> _REQUIRED WORK_
1 - In the filing excerpt, reproduce the passage between "The Stock Split also" and "to $2.50 per share.", inclusive, changing "Stock Split" to "Share Split".
2 - According to the filing excerpt, on what date was the 100% stock dividend for the two-for-one split distributed?
# START OF EXTRACT PROVIDED
ITEM 3.  QUANTITATIVE AND QUALITATIVE DISCLOSURES
- -------  ----------------------------------------
         ABOUT MARKET RISK
         -----------------

         Not applicable.


PART II. OTHER INFORMATION
- ---------------------------

ITEM 5.  OTHER INFORMATION
- -------  -----------------

                  On August 27, 1997, the Registrant's Board of Directors
authorized a two-for-one split of its Common Stock, $1.00 par value ("Common
Stock"), to be effected by means of a 100% stock dividend distributed on October
30, 1997, to holders of record of its Common Stock on October 10, 1997 ("Stock
Split").

                  The Stock Split also resulted in an adjustment to the rights
issued under the Company's Amended and Restated Rights Agreement (the "Rights
Agreement"). As a result of the Stock Split, the exercise payable under the
Rights Agreement when the rights "flip-in" (as defined in the Rights Agreement)
is reduced from $5.00 per share to $2.50 per share.



                                      -11-



<PAGE>   12

ITEM 6.  EXHIBITS AND REPORTS ON FORM 8-K.
- -------  ---------------------------------


          (a)       Exhibits

                    (4)(a)    - The Registrant is a party to instruments, copies
                                of which will be furnished to the Securities and
                                Exchange Commission upon request, defining the
                                rights of holders of its long-term debt
                                identified in Note H to the Consolidated
                                Financial Statements to Registrant's Form 10-K
                                for the year ended December 31, 1996 and which
                                also include the $17,000,000 Credit Agreement,
                                dated July 14, 1997 with National City Bank.

                    (10)(i)(1)- Form of Amended and        Filed herewith as
                                Restated Director Stock    Exhibit (10)(i)(1).
                                Plan

                    (27)      - Financial Data Schedule

          (b)       Reports on Form 8-K - None


                                   SIGNATURES


                  Pursuant to the requirements of the Securities Exchange Act of
1934, the Registrant has duly caused this report to be signed on its behalf by
the undersigned thereunto duly authorized.





                                           OGLEBAY NORTON COMPANY


DATE:  November 14, 1997              By:
                                         ---------------------------------
                                                 R. J. Kessler       
                                               Vice President -      
                                             Finance and Planning    
                                          On behalf of the Registrant
                                          and as Principal Financial 
                                            and Accounting Officer   
                                         







                                      -12-











<PAGE>   1
                                                                Exhibit 10(i)(1)
# END OF EXTRACT PROVIDED
# START OF PROVIDED INFORMATION
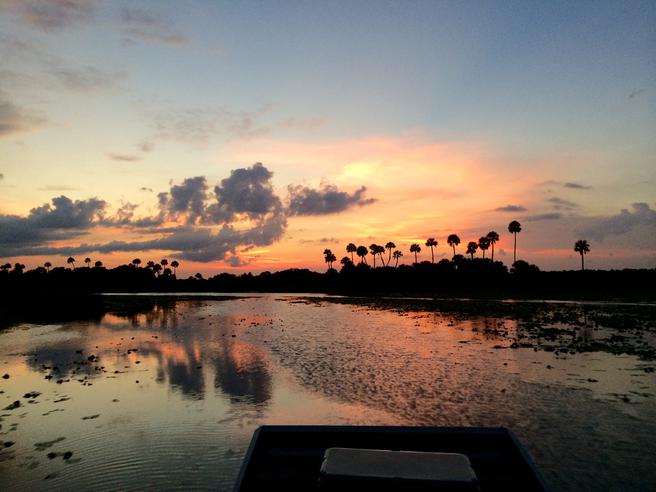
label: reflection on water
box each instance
[0,296,656,490]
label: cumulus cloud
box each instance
[121,7,189,46]
[579,202,656,244]
[287,185,376,215]
[0,163,372,264]
[0,195,107,256]
[0,0,95,31]
[0,93,45,137]
[494,205,526,212]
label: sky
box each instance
[0,0,656,276]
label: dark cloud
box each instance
[157,176,207,224]
[579,202,656,246]
[0,163,372,264]
[0,93,45,137]
[206,162,282,222]
[107,153,141,162]
[547,196,579,210]
[121,7,190,46]
[287,185,376,215]
[0,195,107,257]
[494,205,526,212]
[0,0,95,31]
[524,212,563,222]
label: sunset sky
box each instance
[0,0,656,276]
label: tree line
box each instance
[323,220,590,270]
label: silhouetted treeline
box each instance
[0,256,656,302]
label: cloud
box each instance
[0,163,372,264]
[547,196,579,210]
[37,185,78,191]
[0,94,45,137]
[538,179,592,190]
[579,202,656,246]
[51,65,127,91]
[0,0,95,31]
[107,153,141,162]
[494,205,526,212]
[153,107,269,144]
[157,176,207,224]
[0,195,107,257]
[563,182,592,190]
[287,185,376,215]
[121,7,190,47]
[524,212,563,222]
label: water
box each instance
[0,295,656,490]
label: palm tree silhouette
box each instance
[355,246,369,265]
[446,234,460,256]
[574,239,590,271]
[508,220,522,264]
[487,231,499,263]
[385,241,396,266]
[410,243,421,265]
[466,241,478,260]
[323,249,337,270]
[346,243,358,262]
[478,236,490,259]
[426,237,437,263]
[369,243,385,268]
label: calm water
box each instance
[0,295,656,490]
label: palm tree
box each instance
[346,243,358,262]
[478,236,490,259]
[323,249,337,270]
[487,231,499,263]
[410,243,421,265]
[369,243,385,268]
[466,241,478,260]
[426,237,437,263]
[385,241,396,265]
[446,234,460,256]
[574,239,590,271]
[508,220,522,264]
[355,246,368,265]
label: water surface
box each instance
[0,295,656,490]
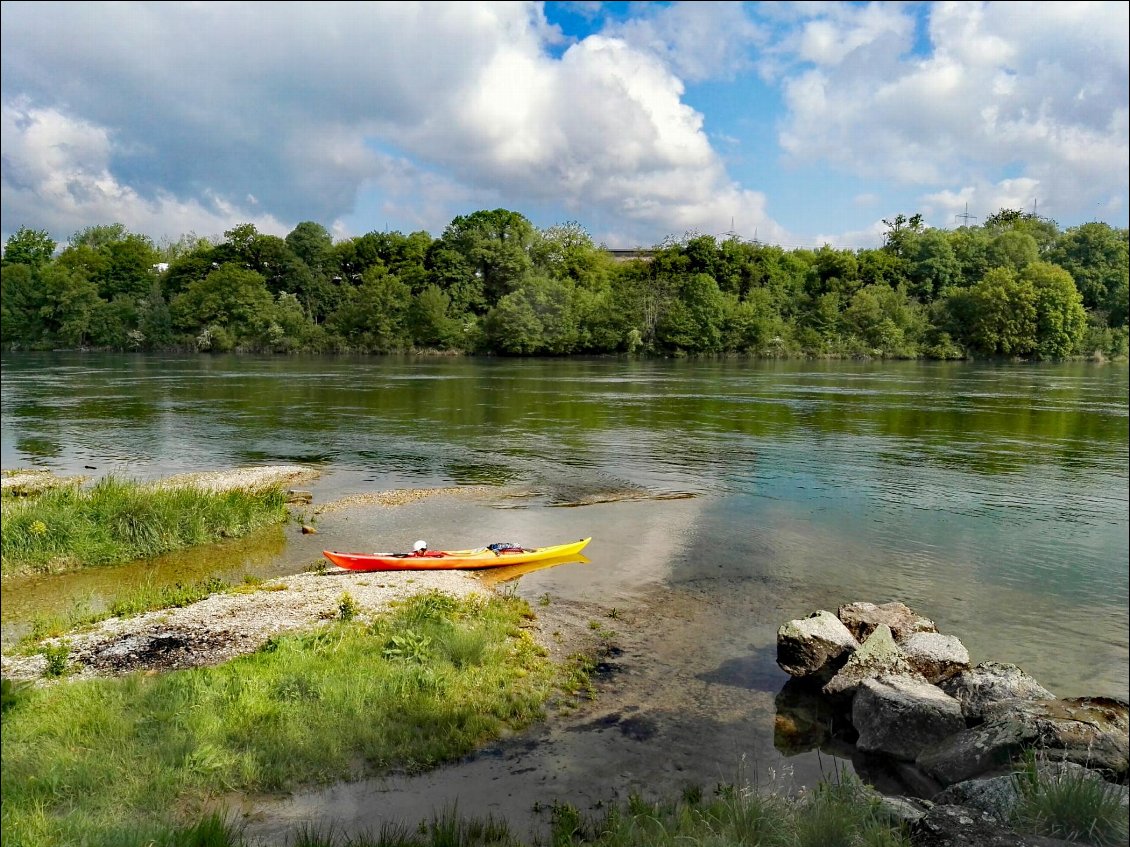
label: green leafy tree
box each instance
[530,220,608,288]
[857,248,908,288]
[806,244,861,297]
[1049,222,1130,326]
[328,265,411,352]
[0,262,46,347]
[906,229,962,303]
[440,209,534,305]
[883,212,923,256]
[954,268,1036,356]
[989,229,1040,271]
[136,280,173,350]
[40,262,99,347]
[100,234,160,300]
[170,263,273,349]
[842,286,925,357]
[657,273,725,353]
[0,227,57,268]
[484,277,577,356]
[286,220,333,276]
[1020,262,1087,359]
[574,282,628,352]
[722,288,789,352]
[946,227,992,288]
[408,286,462,350]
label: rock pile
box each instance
[777,602,1130,840]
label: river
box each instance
[0,353,1130,840]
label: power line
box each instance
[954,203,977,227]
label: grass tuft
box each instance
[1012,753,1130,847]
[0,477,287,574]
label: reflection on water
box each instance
[479,553,592,586]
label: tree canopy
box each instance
[0,209,1130,359]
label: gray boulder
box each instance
[910,805,1077,847]
[898,632,970,683]
[777,609,859,678]
[915,719,1036,785]
[836,602,938,641]
[851,676,965,761]
[1003,697,1130,779]
[916,697,1130,785]
[933,759,1128,823]
[939,662,1055,723]
[823,623,915,697]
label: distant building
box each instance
[605,247,655,262]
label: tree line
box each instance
[0,209,1130,359]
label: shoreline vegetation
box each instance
[0,469,1125,847]
[0,468,311,577]
[0,209,1130,361]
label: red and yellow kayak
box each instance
[322,538,592,570]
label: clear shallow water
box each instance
[0,353,1130,697]
[0,353,1130,836]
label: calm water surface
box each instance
[0,355,1130,817]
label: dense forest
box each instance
[0,209,1130,359]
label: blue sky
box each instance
[0,1,1130,247]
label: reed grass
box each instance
[0,477,287,575]
[0,594,555,847]
[1012,753,1130,847]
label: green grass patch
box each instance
[1012,753,1130,847]
[0,477,287,574]
[0,594,556,847]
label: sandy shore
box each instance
[0,465,610,684]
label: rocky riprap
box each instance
[775,602,1130,847]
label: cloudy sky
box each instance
[0,1,1130,247]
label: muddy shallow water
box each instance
[228,566,836,844]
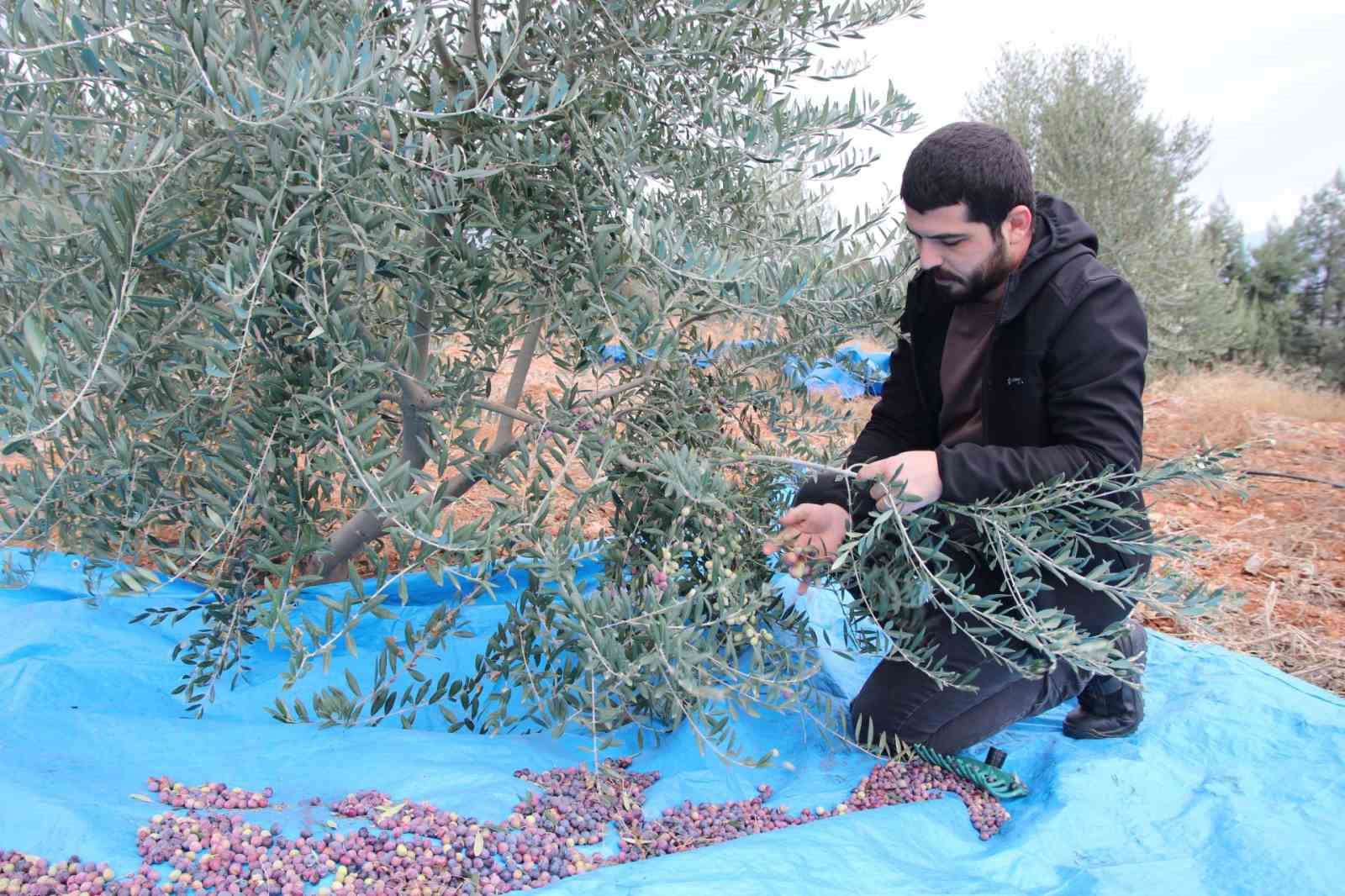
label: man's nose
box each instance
[920,242,943,271]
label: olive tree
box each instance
[0,0,1221,752]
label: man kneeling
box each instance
[768,123,1148,753]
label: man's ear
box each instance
[1000,206,1031,251]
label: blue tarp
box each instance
[0,540,1345,896]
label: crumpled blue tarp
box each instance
[0,540,1345,896]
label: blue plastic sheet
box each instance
[0,543,1345,896]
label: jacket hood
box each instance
[1000,192,1098,320]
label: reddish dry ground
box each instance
# END OF PROVIDED INFORMATION
> _RESPONSE LIST_
1 -
The Share Split also resulted in an adjustment to the rights
issued under the Company's Amended and Restated Rights Agreement (the "Rights
Agreement"). As a result of the Share Split, the exercise payable under the
Rights Agreement when the rights "flip-in" (as defined in the Rights Agreement)
is reduced from $5.00 per share to $2.50 per share.

2 - October 30, 1997.